/---
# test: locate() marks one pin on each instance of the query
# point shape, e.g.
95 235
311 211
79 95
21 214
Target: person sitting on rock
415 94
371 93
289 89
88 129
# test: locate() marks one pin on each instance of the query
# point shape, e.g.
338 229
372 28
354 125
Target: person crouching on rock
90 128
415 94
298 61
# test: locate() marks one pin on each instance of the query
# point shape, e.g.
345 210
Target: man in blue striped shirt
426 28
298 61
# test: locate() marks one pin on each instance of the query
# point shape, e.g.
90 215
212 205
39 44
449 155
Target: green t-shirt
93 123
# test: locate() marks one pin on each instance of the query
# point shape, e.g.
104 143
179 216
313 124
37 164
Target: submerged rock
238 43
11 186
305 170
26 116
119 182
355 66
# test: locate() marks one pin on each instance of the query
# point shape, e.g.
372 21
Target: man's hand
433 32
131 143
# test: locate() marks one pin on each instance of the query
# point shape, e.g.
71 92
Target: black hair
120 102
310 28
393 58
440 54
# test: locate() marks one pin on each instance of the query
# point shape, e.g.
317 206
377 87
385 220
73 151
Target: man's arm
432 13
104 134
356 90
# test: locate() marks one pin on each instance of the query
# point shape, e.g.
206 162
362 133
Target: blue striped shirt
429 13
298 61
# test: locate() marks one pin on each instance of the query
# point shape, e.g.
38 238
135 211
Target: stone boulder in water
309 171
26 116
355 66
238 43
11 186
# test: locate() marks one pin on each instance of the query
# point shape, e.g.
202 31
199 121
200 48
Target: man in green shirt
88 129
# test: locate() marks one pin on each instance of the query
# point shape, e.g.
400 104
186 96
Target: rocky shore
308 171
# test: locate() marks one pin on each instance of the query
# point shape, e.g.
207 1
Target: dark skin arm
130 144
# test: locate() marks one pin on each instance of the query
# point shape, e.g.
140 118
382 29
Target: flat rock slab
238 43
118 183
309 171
\---
» **TO DO**
What do the records say? Quote them all exactly.

» **OUTPUT FOR THIS TASK**
# test: locate() marks one pin on each instance of the query
# point shape, e.g.
95 235
311 211
79 95
21 214
Target: person sitting on rock
415 94
371 93
289 89
88 129
# test: locate() marks one pin on each instance of the query
# point shape, e.g.
338 229
372 28
354 125
Target: person crouching on rock
90 128
415 94
298 61
# test: locate() marks one pin on each instance of the query
# point shape, e.g.
345 210
Target: man in blue striped shirt
426 28
298 61
# test: locate() marks one pin on each instance of the query
# point shape, e.g.
90 215
212 205
39 44
449 155
Target: green t-shirt
93 123
# test: locate() marks one pin on each instance of the query
# point shape, e.g.
104 143
179 216
313 124
37 164
Target: submerged rock
238 43
11 186
305 170
26 116
119 182
355 66
# test: locate() marks one pin on each instance of the query
# point shape, e.g.
372 21
Target: man's hand
433 32
131 143
# test: locate() marks one pin on each instance of the query
# point shape, e.g.
71 92
Target: black hair
120 102
310 28
393 58
440 54
# test: locate() marks one pin on each instance of the query
# point shape, e.g.
317 206
377 87
385 220
73 151
Target: man's arm
432 13
104 134
356 90
# test: locate() marks one pin on each instance of the query
# point shape, e.g.
206 162
362 133
Target: blue striped shirt
429 13
298 61
# test: locate() marks one pin on each instance of the query
# point shape, e.g.
38 238
135 211
Target: stone boulder in water
309 171
26 116
355 66
238 43
11 186
# test: locate() marks one pin on each instance of the query
# point shape, e.g.
202 31
199 121
200 48
Target: man in green shirt
88 129
# test: locate() marks one pin on each instance of the query
# point shape, e.g.
400 104
186 96
Target: rocky shore
308 171
# test: locate() marks one pin on each instance of the query
# point shape, e.g.
207 1
Target: dark skin arm
130 144
# test: locate() marks one pin on each instance of the query
# point shape, e.g.
140 118
382 29
Target: flat rock slab
238 43
118 183
309 171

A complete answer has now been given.